**LISTED ENTRIES**:
╔══

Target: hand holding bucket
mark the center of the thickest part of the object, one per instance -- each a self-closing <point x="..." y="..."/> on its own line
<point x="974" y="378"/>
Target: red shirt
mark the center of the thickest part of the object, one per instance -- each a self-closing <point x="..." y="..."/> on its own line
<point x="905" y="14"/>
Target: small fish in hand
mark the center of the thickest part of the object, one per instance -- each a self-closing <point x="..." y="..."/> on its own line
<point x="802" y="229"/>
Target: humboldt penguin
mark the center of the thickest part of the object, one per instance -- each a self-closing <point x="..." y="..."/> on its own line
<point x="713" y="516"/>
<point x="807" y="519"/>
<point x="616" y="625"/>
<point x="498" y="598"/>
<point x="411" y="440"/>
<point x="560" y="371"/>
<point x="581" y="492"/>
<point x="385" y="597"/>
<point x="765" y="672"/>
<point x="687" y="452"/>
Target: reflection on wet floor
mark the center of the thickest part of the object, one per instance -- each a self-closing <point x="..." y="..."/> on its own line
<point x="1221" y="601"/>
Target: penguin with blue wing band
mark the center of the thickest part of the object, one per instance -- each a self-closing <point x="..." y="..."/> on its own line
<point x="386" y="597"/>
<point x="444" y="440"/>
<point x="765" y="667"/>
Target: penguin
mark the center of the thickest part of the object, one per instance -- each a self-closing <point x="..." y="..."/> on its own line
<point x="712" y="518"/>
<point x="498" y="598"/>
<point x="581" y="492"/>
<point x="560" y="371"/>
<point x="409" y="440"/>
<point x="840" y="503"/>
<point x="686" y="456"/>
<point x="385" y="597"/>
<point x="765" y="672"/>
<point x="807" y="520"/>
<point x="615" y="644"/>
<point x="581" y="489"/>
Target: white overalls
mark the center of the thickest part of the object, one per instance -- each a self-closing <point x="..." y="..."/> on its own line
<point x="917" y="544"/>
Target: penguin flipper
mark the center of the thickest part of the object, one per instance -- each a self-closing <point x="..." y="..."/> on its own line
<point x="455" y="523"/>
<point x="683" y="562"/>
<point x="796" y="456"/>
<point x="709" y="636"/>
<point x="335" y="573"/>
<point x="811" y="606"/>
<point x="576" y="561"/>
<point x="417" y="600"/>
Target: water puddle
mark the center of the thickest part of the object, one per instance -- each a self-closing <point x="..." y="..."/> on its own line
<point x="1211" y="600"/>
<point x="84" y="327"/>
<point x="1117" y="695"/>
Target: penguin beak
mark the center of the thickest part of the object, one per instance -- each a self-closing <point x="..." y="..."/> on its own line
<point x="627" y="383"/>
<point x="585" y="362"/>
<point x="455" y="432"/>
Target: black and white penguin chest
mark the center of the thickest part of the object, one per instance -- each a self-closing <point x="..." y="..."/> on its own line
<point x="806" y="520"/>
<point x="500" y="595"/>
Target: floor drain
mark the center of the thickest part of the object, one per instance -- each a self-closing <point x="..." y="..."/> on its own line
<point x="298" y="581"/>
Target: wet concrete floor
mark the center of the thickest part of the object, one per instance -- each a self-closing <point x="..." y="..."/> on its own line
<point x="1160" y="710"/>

╚══
╔══

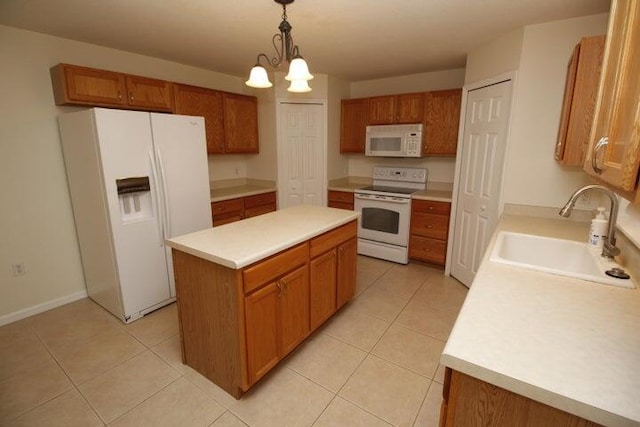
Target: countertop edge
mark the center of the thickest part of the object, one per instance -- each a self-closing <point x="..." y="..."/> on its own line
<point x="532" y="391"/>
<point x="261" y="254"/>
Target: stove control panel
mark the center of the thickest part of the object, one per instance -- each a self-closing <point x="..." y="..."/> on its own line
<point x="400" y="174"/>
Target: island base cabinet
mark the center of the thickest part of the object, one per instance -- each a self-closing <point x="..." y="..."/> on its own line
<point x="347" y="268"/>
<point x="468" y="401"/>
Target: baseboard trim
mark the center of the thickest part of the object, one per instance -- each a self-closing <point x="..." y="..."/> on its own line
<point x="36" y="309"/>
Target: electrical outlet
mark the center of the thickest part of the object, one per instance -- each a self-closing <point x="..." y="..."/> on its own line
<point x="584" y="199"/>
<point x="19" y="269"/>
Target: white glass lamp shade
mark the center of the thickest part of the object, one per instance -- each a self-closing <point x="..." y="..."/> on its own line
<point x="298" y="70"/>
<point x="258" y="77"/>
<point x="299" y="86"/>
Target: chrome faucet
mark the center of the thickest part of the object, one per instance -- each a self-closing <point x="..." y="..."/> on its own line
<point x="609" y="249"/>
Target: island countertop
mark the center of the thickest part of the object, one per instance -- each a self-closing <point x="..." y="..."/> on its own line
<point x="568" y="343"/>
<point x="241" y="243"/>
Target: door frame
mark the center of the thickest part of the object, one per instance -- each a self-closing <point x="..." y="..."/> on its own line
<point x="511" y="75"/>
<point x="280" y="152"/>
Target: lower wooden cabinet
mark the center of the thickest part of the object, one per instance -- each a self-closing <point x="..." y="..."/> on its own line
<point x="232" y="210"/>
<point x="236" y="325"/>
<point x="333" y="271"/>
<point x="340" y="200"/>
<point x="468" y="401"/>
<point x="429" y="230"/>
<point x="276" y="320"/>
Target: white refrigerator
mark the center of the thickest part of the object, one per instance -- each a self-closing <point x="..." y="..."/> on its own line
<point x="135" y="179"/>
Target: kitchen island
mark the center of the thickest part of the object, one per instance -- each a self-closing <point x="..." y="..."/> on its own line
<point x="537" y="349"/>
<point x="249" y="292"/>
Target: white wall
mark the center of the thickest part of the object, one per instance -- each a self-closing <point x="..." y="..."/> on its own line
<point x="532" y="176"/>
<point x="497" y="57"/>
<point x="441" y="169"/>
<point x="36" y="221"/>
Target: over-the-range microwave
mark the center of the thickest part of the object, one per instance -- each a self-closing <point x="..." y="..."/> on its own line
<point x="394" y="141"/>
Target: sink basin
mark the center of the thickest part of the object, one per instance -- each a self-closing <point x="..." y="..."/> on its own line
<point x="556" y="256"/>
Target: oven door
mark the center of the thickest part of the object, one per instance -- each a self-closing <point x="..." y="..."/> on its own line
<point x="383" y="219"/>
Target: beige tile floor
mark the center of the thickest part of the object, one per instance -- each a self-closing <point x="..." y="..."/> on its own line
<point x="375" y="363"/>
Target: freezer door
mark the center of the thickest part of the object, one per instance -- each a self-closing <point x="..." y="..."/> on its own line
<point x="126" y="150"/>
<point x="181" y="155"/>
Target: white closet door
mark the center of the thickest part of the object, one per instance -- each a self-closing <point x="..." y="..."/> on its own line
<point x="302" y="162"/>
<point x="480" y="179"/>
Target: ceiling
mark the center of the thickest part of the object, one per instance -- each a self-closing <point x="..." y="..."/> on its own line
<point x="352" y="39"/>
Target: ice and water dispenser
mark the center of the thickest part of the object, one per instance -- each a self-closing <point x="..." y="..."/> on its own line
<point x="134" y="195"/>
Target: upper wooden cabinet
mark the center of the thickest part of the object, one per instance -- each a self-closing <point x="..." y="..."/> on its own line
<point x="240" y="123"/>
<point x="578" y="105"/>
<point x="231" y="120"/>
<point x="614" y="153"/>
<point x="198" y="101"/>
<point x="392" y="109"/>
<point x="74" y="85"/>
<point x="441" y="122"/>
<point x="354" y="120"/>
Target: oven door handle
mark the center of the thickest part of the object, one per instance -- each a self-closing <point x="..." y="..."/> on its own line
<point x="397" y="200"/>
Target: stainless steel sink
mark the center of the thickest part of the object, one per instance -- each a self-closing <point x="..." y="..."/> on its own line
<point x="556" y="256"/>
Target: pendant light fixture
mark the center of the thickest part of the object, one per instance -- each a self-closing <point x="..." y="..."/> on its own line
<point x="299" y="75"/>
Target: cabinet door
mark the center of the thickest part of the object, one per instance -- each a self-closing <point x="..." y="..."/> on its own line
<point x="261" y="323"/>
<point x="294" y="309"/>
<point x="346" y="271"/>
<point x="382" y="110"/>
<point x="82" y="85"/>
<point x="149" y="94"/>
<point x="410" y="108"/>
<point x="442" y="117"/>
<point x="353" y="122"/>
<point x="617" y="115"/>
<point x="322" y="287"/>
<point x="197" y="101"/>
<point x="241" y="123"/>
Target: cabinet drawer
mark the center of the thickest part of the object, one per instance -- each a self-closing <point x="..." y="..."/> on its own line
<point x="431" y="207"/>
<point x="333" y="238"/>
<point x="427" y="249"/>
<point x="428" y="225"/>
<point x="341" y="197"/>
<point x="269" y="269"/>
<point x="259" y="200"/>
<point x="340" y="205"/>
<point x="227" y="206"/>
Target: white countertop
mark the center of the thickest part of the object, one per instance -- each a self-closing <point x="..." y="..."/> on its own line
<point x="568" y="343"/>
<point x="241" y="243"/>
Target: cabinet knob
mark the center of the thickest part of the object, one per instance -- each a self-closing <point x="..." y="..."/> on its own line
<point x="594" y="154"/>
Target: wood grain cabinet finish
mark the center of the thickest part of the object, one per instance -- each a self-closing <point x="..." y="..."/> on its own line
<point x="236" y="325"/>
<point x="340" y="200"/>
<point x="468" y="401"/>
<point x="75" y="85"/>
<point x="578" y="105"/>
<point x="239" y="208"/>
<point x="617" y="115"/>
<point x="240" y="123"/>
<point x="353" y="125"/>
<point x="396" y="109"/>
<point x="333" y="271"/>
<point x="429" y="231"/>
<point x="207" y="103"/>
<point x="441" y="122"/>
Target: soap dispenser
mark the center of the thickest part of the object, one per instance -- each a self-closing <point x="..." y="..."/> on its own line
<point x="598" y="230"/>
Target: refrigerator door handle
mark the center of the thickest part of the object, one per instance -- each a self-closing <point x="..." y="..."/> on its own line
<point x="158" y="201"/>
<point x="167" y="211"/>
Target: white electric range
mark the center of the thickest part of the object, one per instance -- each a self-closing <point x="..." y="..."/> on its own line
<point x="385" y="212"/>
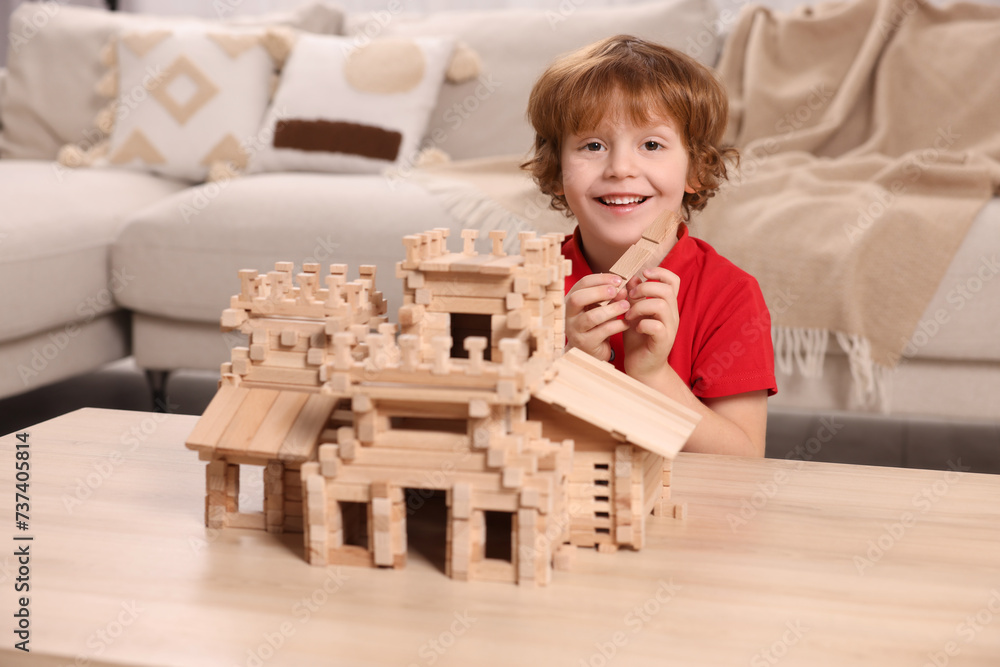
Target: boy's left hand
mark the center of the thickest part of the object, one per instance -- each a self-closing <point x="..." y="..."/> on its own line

╚══
╔══

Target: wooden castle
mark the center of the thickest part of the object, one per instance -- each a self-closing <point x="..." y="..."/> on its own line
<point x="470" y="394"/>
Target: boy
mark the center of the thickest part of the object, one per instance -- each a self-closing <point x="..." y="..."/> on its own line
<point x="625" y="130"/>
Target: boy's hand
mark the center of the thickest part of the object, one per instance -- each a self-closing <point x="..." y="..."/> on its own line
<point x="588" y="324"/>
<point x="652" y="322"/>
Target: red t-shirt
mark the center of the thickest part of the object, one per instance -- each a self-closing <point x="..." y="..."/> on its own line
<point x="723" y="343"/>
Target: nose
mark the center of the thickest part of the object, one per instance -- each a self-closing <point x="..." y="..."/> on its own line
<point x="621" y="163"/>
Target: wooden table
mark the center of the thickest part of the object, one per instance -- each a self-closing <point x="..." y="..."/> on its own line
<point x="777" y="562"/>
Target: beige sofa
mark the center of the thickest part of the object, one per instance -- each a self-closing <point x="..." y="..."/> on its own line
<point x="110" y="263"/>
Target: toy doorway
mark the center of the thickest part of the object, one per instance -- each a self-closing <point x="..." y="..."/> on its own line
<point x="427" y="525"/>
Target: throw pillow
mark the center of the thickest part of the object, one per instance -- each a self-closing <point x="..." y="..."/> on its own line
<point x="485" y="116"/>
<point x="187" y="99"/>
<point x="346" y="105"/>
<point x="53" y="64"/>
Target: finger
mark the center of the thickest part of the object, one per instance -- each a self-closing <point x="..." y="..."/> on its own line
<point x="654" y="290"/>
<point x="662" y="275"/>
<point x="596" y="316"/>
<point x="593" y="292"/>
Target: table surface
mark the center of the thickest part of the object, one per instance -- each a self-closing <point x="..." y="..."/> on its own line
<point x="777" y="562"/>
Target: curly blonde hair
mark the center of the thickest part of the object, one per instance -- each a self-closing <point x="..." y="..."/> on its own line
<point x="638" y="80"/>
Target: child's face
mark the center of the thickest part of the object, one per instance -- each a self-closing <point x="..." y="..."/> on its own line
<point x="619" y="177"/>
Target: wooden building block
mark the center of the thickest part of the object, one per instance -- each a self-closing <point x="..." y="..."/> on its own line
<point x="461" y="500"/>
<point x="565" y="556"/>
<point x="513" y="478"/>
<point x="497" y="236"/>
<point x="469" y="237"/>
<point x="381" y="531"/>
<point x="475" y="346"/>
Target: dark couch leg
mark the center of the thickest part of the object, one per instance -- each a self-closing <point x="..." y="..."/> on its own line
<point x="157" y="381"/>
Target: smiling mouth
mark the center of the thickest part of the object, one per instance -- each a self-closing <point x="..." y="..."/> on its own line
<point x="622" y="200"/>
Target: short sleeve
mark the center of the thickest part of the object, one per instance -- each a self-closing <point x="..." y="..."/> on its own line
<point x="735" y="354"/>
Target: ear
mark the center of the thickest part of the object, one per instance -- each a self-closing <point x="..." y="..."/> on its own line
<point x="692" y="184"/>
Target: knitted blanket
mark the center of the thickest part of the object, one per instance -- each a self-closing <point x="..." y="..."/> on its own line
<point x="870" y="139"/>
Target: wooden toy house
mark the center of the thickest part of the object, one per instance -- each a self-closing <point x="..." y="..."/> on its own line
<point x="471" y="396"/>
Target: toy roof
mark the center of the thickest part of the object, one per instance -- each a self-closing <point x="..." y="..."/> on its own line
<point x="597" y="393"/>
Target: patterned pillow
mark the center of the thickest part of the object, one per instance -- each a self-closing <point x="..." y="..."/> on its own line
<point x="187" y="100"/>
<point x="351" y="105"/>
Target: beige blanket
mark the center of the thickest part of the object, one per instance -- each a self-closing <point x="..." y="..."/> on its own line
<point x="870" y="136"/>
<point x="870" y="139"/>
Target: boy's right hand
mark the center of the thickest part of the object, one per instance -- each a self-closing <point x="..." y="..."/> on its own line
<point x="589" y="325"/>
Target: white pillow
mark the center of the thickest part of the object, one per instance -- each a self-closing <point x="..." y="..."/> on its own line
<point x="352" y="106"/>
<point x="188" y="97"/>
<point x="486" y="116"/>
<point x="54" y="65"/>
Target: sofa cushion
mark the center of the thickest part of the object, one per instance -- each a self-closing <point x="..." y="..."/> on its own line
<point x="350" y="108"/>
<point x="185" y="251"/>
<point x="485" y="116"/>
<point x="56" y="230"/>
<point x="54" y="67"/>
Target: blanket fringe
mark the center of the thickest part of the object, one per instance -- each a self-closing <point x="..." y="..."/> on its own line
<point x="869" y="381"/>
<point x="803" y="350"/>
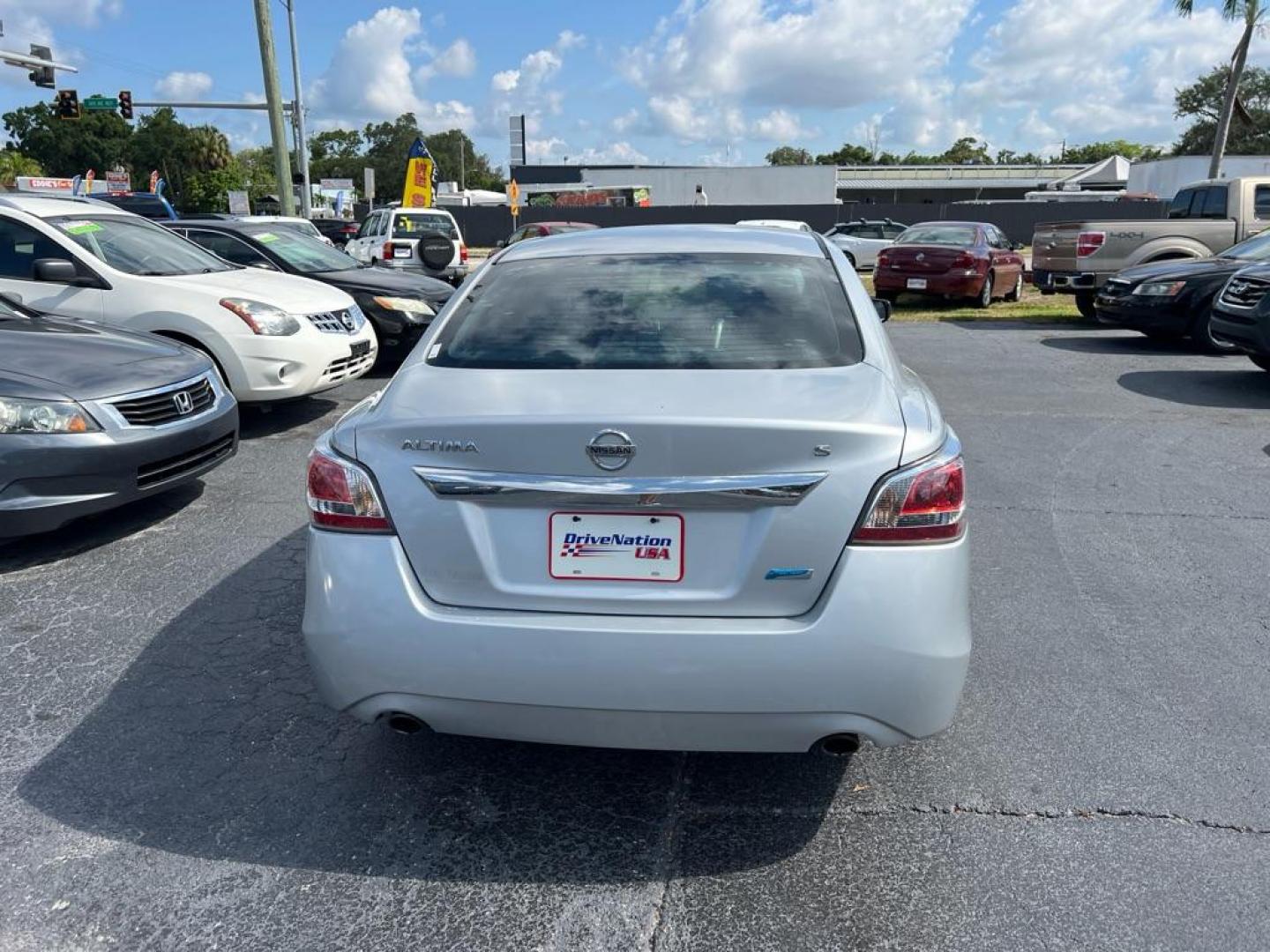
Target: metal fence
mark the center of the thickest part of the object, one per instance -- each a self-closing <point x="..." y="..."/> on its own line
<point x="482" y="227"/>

╚══

**EXERCISE REQUIREMENTS**: State how many lines of the records above contain the string "white", matching case exactly. Reply with the number alone.

**ANSWER TO THIS EXERCISE**: 9